* Description of the task
Reproduce the following records verbatim.

* Record excerpts
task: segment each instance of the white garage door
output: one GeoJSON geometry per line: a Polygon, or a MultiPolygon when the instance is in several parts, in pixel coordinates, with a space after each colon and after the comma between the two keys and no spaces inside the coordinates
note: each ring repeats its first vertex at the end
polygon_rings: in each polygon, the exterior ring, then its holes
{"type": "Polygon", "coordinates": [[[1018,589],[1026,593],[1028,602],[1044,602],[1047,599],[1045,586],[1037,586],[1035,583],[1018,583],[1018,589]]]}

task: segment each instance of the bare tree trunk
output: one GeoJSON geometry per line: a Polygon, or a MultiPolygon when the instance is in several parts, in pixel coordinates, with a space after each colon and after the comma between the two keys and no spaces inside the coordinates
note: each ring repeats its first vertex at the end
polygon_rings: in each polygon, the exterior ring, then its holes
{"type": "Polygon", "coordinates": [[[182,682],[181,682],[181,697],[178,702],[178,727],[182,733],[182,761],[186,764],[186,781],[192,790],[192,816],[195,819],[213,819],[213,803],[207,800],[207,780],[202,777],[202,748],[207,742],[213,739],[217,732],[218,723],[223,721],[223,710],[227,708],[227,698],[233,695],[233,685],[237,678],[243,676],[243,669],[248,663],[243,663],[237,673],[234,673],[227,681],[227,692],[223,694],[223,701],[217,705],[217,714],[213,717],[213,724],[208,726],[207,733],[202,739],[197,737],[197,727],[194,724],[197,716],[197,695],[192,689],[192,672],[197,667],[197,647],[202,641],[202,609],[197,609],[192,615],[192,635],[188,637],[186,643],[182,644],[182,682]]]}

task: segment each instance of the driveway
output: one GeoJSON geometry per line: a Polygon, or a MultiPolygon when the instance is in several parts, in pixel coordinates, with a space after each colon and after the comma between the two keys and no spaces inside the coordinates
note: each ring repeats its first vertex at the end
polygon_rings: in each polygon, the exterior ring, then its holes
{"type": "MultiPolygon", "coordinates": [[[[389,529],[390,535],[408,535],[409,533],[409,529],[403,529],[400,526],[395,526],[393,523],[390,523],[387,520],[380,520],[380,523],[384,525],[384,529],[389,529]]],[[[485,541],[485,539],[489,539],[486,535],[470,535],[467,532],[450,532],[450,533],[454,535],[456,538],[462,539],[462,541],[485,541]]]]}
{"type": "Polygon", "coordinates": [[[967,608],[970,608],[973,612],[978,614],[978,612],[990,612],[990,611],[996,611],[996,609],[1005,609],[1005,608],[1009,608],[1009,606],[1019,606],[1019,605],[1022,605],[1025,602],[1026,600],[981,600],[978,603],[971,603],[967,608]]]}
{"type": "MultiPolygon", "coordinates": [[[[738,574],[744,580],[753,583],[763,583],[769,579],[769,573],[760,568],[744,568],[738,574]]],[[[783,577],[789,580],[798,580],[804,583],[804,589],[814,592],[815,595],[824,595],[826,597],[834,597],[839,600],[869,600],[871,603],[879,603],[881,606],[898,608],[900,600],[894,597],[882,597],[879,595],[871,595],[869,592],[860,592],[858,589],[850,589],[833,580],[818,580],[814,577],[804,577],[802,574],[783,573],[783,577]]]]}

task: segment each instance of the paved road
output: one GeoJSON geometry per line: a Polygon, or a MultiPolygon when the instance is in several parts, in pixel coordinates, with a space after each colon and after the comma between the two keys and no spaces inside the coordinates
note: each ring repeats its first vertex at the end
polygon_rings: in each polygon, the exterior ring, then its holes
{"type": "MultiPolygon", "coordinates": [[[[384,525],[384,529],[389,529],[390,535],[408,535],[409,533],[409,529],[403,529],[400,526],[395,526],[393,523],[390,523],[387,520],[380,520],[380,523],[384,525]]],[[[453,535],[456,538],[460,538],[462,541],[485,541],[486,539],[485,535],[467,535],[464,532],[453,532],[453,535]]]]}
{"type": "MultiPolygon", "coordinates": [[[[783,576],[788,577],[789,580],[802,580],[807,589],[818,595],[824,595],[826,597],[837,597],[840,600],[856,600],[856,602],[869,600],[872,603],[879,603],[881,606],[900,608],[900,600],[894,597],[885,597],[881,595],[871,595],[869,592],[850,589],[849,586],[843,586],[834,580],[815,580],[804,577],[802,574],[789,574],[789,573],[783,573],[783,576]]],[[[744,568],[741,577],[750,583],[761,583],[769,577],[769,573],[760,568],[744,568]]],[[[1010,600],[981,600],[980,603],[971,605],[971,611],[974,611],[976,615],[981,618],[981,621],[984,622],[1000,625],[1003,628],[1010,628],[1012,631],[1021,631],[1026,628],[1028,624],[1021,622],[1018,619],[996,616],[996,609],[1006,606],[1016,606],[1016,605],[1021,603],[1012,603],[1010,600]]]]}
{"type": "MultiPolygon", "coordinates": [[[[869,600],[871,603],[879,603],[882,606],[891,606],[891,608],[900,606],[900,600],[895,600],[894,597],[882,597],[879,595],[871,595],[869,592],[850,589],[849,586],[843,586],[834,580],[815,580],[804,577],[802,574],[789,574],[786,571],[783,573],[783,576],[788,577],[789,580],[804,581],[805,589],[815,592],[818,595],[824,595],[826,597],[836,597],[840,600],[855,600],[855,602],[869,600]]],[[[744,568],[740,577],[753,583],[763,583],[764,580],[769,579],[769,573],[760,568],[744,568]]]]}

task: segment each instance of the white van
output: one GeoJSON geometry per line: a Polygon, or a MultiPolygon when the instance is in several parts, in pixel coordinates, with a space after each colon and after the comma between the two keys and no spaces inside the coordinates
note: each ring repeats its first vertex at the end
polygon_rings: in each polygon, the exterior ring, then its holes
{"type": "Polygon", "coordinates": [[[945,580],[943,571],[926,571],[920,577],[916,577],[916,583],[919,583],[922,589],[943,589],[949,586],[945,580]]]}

* Solved exercise
task: segment each instance of the white garage door
output: one GeoJSON geometry per line: a Polygon, or a MultiPolygon when the instance is in several parts, in pixel coordinates, with a space after each colon and after the comma between the two keys and no spaces inside the coordinates
note: each ring repeats its first vertex at the end
polygon_rings: in each polygon, the exterior ring, then its holes
{"type": "Polygon", "coordinates": [[[1018,589],[1026,593],[1028,602],[1044,602],[1047,599],[1045,586],[1037,586],[1035,583],[1018,583],[1018,589]]]}

task: segment each instance of the bare tree trunk
output: one GeoJSON geometry per line: a Polygon, or a MultiPolygon when the instance is in several parts, in pixel coordinates, with a space after each colon and after the comma between the two keys and no spaces inside the coordinates
note: each ring repeats its first vertex at the end
polygon_rings: in each polygon, the exterior ring, then its holes
{"type": "Polygon", "coordinates": [[[182,682],[181,682],[181,697],[178,702],[178,727],[182,733],[182,761],[186,764],[186,781],[192,790],[192,816],[195,819],[213,819],[213,803],[207,800],[207,780],[202,777],[202,748],[207,742],[213,739],[217,732],[218,723],[223,721],[223,710],[227,708],[227,698],[233,695],[233,685],[237,678],[243,676],[243,669],[248,663],[243,663],[237,673],[234,673],[227,681],[227,692],[223,694],[223,701],[217,705],[217,714],[213,717],[213,724],[208,726],[207,733],[202,739],[197,737],[197,727],[194,724],[197,716],[197,695],[192,689],[192,672],[197,667],[197,647],[202,641],[202,609],[197,609],[192,615],[192,635],[188,637],[186,643],[182,644],[182,682]]]}

task: segment each instance of the driveway
output: one GeoJSON geometry per line: a Polygon, or a MultiPolygon when the instance is in several parts, in pixel coordinates, with a space after each colon and after the comma between the two keys and no spaces inside the coordinates
note: each ring repeats its first vertex at the end
polygon_rings: in each polygon, the exterior ring, then its holes
{"type": "MultiPolygon", "coordinates": [[[[389,529],[390,535],[408,535],[409,533],[409,529],[403,529],[400,526],[395,526],[393,523],[390,523],[387,520],[380,520],[380,523],[384,525],[384,529],[389,529]]],[[[485,541],[485,539],[489,539],[486,535],[470,535],[467,532],[450,532],[450,533],[454,535],[456,538],[462,539],[462,541],[485,541]]]]}
{"type": "Polygon", "coordinates": [[[967,608],[970,608],[973,612],[978,614],[978,612],[990,612],[990,611],[996,611],[996,609],[1005,609],[1005,608],[1009,608],[1009,606],[1019,606],[1019,605],[1022,605],[1025,602],[1026,600],[981,600],[978,603],[971,603],[967,608]]]}
{"type": "MultiPolygon", "coordinates": [[[[738,574],[744,580],[753,583],[763,583],[769,579],[769,573],[760,568],[744,568],[738,574]]],[[[783,577],[789,580],[798,580],[804,583],[804,589],[814,592],[815,595],[824,595],[826,597],[834,597],[839,600],[869,600],[871,603],[879,603],[881,606],[898,608],[900,600],[894,597],[882,597],[879,595],[871,595],[869,592],[860,592],[858,589],[850,589],[833,580],[818,580],[814,577],[804,577],[802,574],[783,573],[783,577]]]]}

task: segment each instance of the paved road
output: one GeoJSON geometry per line: a Polygon, or a MultiPolygon when the instance is in several parts, in pixel coordinates, with a space after each colon and after the comma between the two keys and no spaces inside the coordinates
note: each ring repeats its first vertex at the end
polygon_rings: in each polygon, the exterior ring, then its holes
{"type": "MultiPolygon", "coordinates": [[[[384,525],[384,529],[389,529],[390,535],[408,535],[409,533],[409,529],[403,529],[400,526],[395,526],[393,523],[390,523],[387,520],[380,520],[380,523],[384,525]]],[[[453,535],[456,538],[460,538],[462,541],[485,541],[486,539],[485,535],[467,535],[464,532],[453,532],[453,535]]]]}
{"type": "MultiPolygon", "coordinates": [[[[783,576],[788,577],[789,580],[802,580],[807,589],[818,595],[824,595],[826,597],[837,597],[840,600],[856,600],[856,602],[869,600],[872,603],[879,603],[881,606],[900,608],[900,600],[894,597],[885,597],[881,595],[871,595],[869,592],[850,589],[849,586],[843,586],[834,580],[815,580],[804,577],[802,574],[789,574],[789,573],[783,573],[783,576]]],[[[744,568],[741,577],[750,583],[761,583],[769,577],[769,573],[760,568],[744,568]]],[[[1010,600],[981,600],[980,603],[971,605],[971,611],[974,611],[976,615],[981,618],[981,621],[984,622],[1000,625],[1003,628],[1010,628],[1012,631],[1021,631],[1026,628],[1028,624],[1021,622],[1018,619],[996,616],[996,609],[1006,606],[1016,606],[1016,605],[1021,603],[1012,603],[1010,600]]]]}
{"type": "MultiPolygon", "coordinates": [[[[869,600],[871,603],[879,603],[882,606],[891,606],[891,608],[900,606],[900,600],[895,600],[894,597],[882,597],[879,595],[871,595],[869,592],[850,589],[849,586],[843,586],[834,580],[815,580],[804,577],[802,574],[789,574],[786,571],[783,573],[783,576],[788,577],[789,580],[804,581],[805,589],[815,592],[818,595],[824,595],[826,597],[836,597],[840,600],[855,600],[855,602],[869,600]]],[[[744,568],[740,577],[753,583],[763,583],[764,580],[769,579],[769,573],[760,568],[744,568]]]]}

task: segment each instance of the white van
output: one GeoJSON geometry per line: a Polygon, or a MultiPolygon when the instance is in several parts, in pixel coordinates, with a space after each colon and after the comma between the two keys and no spaces inside the coordinates
note: each ring repeats its first vertex at the end
polygon_rings: in each polygon, the exterior ring, then its holes
{"type": "Polygon", "coordinates": [[[945,580],[943,571],[926,571],[920,577],[916,577],[916,583],[919,583],[922,589],[943,589],[949,586],[945,580]]]}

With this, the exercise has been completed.